▶ [Extract]:
------------
Since therefore the different sentiments and acts of justice and
goodness are the only and true bonds, that knit men together, and are capable
of contributing to the stability, peace, and prosperity of society; we must
look upon those virtues, as so many duties, that God imposes on us, for this
reason, because whatever is necessary to his design is of course conformable to
[These three principles have all the requisite characters.]
XVIII. We have therefore three general principles of the laws of nature
relative to the abovementioned three states of man. And these are, 1. Religion.
2. Self-love. 3. Sociability or benevolence towards our fellow creatures.
These principles have all the characters above required. They are
true, because they are taken from the nature of man, in the constitution
and state, in which God has placed him. They are simple and within every
body's reach, which is an important point; because, in regard to duties, there
is nothing wanting but principles, that are obvious to every one; for a
subtlety of mind, that sets us upon singular and new ways, is always dangerous.
In fine these principles are sufficient and very fertile; by
reason they embrace all the objects of our duties, and acquaint us with the
will of God in the several states and relations of man.
[Remarks on Puffendorf's system.]
XIX. True it is, that Puffendorf reduces the thing within a less
compass, by establishing sociability alone, as the foundation of all natural
laws. But it has been justly observed, that this method is defective. For the
principle of sociability does not furnish us with the proper and direct
foundation of all our duties. Those which have God for their object and those,
which are relative to man himself, do not flow directly and immediately from
this source, but have their proper and particular principle. Let us suppose man
in solitude; he would still have several duties to discharge, such as to love
and honour God, to preserve himself, to cultivate his faculties as much as
possible, &c. I acknowledge, that the principle of sociability is the most
extensive, and that the other two have a natural connection with it; yet we
ought not to confound them, as if they had not their own particular force,
independant of sociability. These are three different springs, which give
motion and action to the system of humanity; springs distinct from one another,
but which act all at the same time pursuant to the views of the Creator.
------------
▶ [Problems and tasks]:
[A] Answer these questions from the passage on natural law:
(i) What three general principles of the laws of nature does it name?
(ii) What does it say Puffendorf establishes as the foundation of all natural laws?
(iii) What does it call always dangerous?
[B] List everything that, according to the passage on natural law, the sentiments and acts of justice and goodness are capable of contributing to.
[C] Resume the passage on natural law after its last sentence and write one more paragraph in the same style.
The lines that come next have no connection to the passage on natural law.

▶ [Recorded data]:
------------
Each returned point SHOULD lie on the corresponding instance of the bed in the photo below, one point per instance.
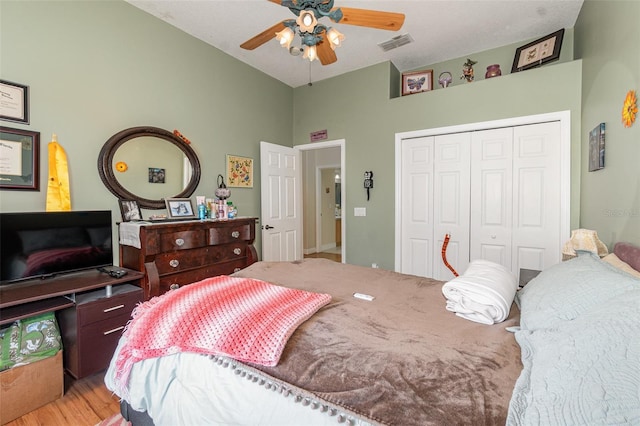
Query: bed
(566, 352)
------------
▶ [Results in order]:
[A]
(i) Religion, self-love, and sociability or benevolence towards our fellow creatures.
(ii) Sociability alone.
(iii) A subtlety of mind that sets us upon singular and new ways.

[B] The stability of society, the peace of society, and the prosperity of society.

[C]
[The critics have carried their censures too far.]
XX. Be it said nevertheless, in justification of Puffendorf, and
according to a judicious observation made by Barbeyrac, that most of the
criticisms on the former's system, as defective in its principle, have been
pushed too far. This illustrious restorer of the study of natural law declares,
his design was properly no more than to explain the natural dudes of
man. Now for this purpose he had
occasion only for the principle of sociability. According to him, our duties
towards God form a part of natural theology; and religion is interwoven in a
treatise of natural law, only as it is a firm support of society. With regard
to the duties, that concern man himself, he makes them depend partly on
religion, and partly on sociability. Such is Puffendorf's system; he would
certainly have made his work more perfect, if, embracing all the states of man,
he had established distinctly the proper principles agreeable to each of those
states, in order to deduce afterwards from them all our particular duties. For
such is the just extent we ought to give to natural law.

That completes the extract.